* **ASSIGNED TASK**: Could each entry below be printed again exactly as given?

[Natural language region descriptions]
>>>>>

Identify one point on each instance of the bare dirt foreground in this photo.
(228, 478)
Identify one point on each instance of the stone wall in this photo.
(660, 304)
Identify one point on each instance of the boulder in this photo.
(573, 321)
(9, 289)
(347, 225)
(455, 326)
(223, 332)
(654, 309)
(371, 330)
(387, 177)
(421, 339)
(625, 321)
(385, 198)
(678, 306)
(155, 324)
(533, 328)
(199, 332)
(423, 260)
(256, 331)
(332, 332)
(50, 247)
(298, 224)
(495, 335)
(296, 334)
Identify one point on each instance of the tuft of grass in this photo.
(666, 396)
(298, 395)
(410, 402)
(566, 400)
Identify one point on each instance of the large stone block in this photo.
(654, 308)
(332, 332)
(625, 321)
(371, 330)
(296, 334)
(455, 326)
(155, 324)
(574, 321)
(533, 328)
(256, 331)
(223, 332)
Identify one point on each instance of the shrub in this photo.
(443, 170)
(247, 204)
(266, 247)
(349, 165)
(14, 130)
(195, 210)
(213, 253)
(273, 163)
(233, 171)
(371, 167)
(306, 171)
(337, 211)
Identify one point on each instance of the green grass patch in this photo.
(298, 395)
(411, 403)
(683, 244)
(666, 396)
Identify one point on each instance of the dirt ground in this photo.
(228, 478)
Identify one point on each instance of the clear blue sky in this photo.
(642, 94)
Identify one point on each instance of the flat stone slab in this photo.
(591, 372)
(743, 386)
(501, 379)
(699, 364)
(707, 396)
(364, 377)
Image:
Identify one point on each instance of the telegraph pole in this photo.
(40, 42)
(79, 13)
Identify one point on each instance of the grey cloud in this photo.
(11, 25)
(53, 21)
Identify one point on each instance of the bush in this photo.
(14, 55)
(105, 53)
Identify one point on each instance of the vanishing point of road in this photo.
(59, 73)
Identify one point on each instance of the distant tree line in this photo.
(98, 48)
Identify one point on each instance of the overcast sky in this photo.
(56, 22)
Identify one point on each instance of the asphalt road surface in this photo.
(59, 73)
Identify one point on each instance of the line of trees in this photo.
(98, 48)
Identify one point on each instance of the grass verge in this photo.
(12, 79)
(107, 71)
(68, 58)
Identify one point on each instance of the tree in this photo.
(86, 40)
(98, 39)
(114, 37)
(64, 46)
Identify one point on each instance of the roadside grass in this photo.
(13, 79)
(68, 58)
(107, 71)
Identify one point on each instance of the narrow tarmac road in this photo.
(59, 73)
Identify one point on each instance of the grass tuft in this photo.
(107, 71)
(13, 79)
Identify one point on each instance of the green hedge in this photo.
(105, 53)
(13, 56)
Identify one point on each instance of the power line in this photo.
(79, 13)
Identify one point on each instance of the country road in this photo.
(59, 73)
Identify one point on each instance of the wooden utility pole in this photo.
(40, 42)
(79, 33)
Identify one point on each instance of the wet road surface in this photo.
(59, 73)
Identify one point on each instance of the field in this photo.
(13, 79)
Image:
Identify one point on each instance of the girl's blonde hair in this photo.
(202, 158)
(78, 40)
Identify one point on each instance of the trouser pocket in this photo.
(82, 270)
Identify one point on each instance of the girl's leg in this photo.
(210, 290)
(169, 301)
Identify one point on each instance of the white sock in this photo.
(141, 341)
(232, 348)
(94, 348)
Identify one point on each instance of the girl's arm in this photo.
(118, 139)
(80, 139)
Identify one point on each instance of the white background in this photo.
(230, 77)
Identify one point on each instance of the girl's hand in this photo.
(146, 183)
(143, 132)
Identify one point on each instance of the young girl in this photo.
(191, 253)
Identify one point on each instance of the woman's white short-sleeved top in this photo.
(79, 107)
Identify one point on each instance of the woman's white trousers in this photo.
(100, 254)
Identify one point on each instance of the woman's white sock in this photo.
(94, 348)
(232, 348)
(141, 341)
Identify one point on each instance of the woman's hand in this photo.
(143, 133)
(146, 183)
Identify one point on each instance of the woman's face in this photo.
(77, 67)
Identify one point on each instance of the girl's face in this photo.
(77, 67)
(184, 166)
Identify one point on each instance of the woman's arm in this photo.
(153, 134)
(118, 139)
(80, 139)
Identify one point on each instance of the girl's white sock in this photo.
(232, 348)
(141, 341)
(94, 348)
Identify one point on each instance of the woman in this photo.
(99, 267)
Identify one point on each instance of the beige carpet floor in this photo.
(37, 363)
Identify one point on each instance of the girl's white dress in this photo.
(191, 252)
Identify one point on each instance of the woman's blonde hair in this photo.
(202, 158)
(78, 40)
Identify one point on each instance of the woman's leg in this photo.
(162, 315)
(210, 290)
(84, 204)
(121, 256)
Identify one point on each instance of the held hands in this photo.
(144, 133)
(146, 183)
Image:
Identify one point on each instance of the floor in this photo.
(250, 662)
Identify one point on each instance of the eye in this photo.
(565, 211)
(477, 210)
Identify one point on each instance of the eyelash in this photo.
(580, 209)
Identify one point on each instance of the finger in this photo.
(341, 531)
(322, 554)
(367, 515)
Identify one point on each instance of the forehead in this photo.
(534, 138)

<<<<<

* **TASK RESPONSE**:
Identify one point on each instance of the bare dirt foreground in this photo.
(228, 478)
Identify one point on each instance of the stone wall in this photo.
(660, 304)
Identify one point on each instance of the boulder in this photo.
(573, 321)
(9, 289)
(347, 225)
(455, 326)
(223, 332)
(654, 309)
(371, 330)
(387, 177)
(421, 339)
(625, 321)
(385, 198)
(678, 306)
(155, 324)
(533, 328)
(199, 332)
(423, 260)
(256, 331)
(332, 332)
(50, 247)
(298, 224)
(495, 335)
(296, 334)
Identify one point on each instance of the tuft of grass in this photo.
(666, 396)
(298, 395)
(410, 402)
(566, 400)
Identify one point on each instance of the large stone block in this photo.
(654, 308)
(332, 332)
(625, 321)
(371, 330)
(296, 334)
(455, 326)
(155, 324)
(574, 321)
(533, 328)
(256, 331)
(223, 332)
Identify one point on each instance of the shrub in this photo.
(443, 170)
(247, 204)
(266, 247)
(349, 165)
(14, 130)
(195, 210)
(213, 253)
(273, 163)
(233, 171)
(371, 167)
(306, 171)
(337, 211)
Identify one point on each instance of the green grass patch in this photo.
(298, 395)
(411, 403)
(683, 244)
(666, 396)
Identify one point on each instance of the dirt ground in this photo.
(228, 478)
Identify one point on each instance of the clear blue sky in this photo.
(642, 94)
Identify one point on each instance of the flat stone slab in this photo.
(591, 372)
(743, 386)
(501, 379)
(699, 364)
(707, 396)
(364, 377)
Image:
Identify one point on each instance of the telegraph pole in this photo.
(40, 42)
(79, 13)
Identify one point on each instance of the grey cloud in this photo.
(11, 25)
(53, 21)
Identify one point on each instance of the bush in this photo.
(14, 55)
(105, 53)
Identify one point on each instance of the vanishing point of road in this photo.
(59, 73)
Identify one point on each instance of the distant tree line in this photo.
(98, 48)
Identify one point on each instance of the overcast sky in this photo.
(56, 22)
Identify one point on each instance of the asphalt road surface in this photo.
(59, 73)
Identify one point on each instance of the line of trees in this photo.
(98, 48)
Identify one point on each instance of the grass verge in this photo.
(12, 79)
(107, 71)
(68, 58)
Identify one point on each instance of the tree in this photo.
(86, 40)
(98, 39)
(114, 37)
(64, 46)
Identify one point on each instance of the roadside grass in this photo.
(13, 79)
(68, 58)
(107, 71)
Identify one point on each instance of the narrow tarmac road in this photo.
(59, 73)
Identify one point on each instance of the grass tuft in this photo.
(107, 71)
(13, 79)
Identify one point on each instance of the green hedge in this photo.
(105, 53)
(13, 56)
Identify one point on each instance of the power line in this photo.
(79, 13)
Identify one point on each instance of the country road in this photo.
(59, 73)
Identify one point on each instance of the wooden utility pole in this photo.
(40, 42)
(79, 33)
Identify one point on each instance of the wet road surface in this photo.
(59, 73)
Identify one point on each instance of the field in this photo.
(13, 79)
Image:
Identify one point on each instance of the girl's blonde hair in this photo.
(202, 158)
(78, 40)
Identify one point on each instance of the trouser pocket in this photo.
(82, 270)
Identify one point on each instance of the girl's leg in this photo.
(210, 290)
(169, 301)
Identify one point on each instance of the white sock in this photo.
(141, 341)
(232, 348)
(94, 348)
Identify one point on each instance of the girl's arm in this photo.
(118, 139)
(80, 139)
Identify one point on each instance of the white background in this photo.
(230, 77)
Identify one point on each instance of the girl's hand in this photo.
(146, 183)
(143, 132)
Identify one point on each instance of the young girl in this photo.
(191, 253)
Identify one point on each instance of the woman's white short-sleeved top in this photo.
(79, 107)
Identify one point on each instance of the woman's white trousers in this photo.
(100, 254)
Identify one point on each instance of the woman's white sock in this photo.
(94, 348)
(232, 348)
(141, 341)
Identify one point on each instance of the woman's hand in this photo.
(143, 133)
(146, 183)
Identify one point on each instance of the woman's face in this photo.
(77, 67)
Identify one point on each instance of the girl's face in this photo.
(77, 67)
(184, 166)
Identify one point on each instance of the woman's arm in this photo.
(153, 134)
(118, 139)
(80, 139)
Identify one point on each instance of the girl's white sock in this photo.
(232, 348)
(141, 341)
(94, 348)
Identify one point on each instance of the woman in this photo.
(99, 267)
Identify one point on each instance of the beige carpet floor in this photo.
(37, 363)
Identify one point on each instance of the girl's white dress in this photo.
(191, 252)
Identify one point on each instance of the woman's blonde hair in this photo.
(202, 158)
(78, 40)
Identify one point on each instance of the woman's leg in this photo.
(162, 315)
(210, 290)
(84, 204)
(121, 256)
Identify one point on each instance of the held hands in this photo.
(144, 133)
(146, 183)
Image:
Identify one point on each instance of the floor in this photo.
(250, 662)
Identify one point on each instance of the eye in this photo.
(565, 211)
(477, 210)
Identify one point on each instance of the eyelash in this photo.
(580, 209)
Identify one point on each instance of the finger in this photo.
(341, 531)
(322, 554)
(367, 515)
Identify one point on each instance of the forehead in this photo.
(534, 138)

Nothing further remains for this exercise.